▸ **ABOUT THIS EXERCISE**:
In the entries that follow, identify the line containing "Where can you see the grass?" and return it together with all later lines, exactly as they appear.

======== EXERCISE MATERIAL

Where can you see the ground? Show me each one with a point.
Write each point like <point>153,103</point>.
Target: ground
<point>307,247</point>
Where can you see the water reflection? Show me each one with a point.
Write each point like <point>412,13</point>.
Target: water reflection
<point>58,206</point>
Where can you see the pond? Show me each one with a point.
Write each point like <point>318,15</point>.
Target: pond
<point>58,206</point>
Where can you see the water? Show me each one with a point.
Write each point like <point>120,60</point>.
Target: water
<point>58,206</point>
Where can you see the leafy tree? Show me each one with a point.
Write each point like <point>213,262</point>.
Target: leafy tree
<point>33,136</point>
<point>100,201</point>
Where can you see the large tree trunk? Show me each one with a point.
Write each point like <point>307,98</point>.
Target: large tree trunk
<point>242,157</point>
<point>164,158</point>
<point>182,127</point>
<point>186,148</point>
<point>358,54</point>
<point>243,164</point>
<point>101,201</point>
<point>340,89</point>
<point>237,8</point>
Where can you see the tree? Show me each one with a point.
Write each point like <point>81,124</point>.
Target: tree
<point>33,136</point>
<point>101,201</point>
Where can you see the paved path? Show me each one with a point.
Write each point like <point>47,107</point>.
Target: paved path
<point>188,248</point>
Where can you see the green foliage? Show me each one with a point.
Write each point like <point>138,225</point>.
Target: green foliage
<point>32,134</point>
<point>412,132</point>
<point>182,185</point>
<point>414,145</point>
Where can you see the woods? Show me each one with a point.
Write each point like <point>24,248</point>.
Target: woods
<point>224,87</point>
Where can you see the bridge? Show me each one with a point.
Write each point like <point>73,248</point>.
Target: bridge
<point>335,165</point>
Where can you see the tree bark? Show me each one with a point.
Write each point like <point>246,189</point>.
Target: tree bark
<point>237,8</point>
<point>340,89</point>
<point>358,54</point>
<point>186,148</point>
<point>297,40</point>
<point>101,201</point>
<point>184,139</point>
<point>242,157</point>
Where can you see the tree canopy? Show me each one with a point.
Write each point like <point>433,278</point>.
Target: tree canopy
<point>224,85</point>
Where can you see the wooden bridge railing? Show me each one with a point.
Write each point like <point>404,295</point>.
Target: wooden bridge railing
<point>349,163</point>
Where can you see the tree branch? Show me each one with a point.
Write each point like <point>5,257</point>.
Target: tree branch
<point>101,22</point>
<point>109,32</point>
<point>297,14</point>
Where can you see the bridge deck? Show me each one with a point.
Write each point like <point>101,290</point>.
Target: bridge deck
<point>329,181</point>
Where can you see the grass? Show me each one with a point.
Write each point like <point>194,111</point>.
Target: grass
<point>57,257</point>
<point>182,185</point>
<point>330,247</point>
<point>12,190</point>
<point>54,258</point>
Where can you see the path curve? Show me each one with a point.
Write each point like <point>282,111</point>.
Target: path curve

================

▸ **ANSWER**:
Where can you see the grass? Show me each one with a point.
Write each point like <point>194,111</point>.
Target: grass
<point>57,257</point>
<point>182,185</point>
<point>330,247</point>
<point>12,190</point>
<point>54,258</point>
Where can you see the path curve? Show me each one with a point.
Write each point like <point>282,111</point>.
Target: path curve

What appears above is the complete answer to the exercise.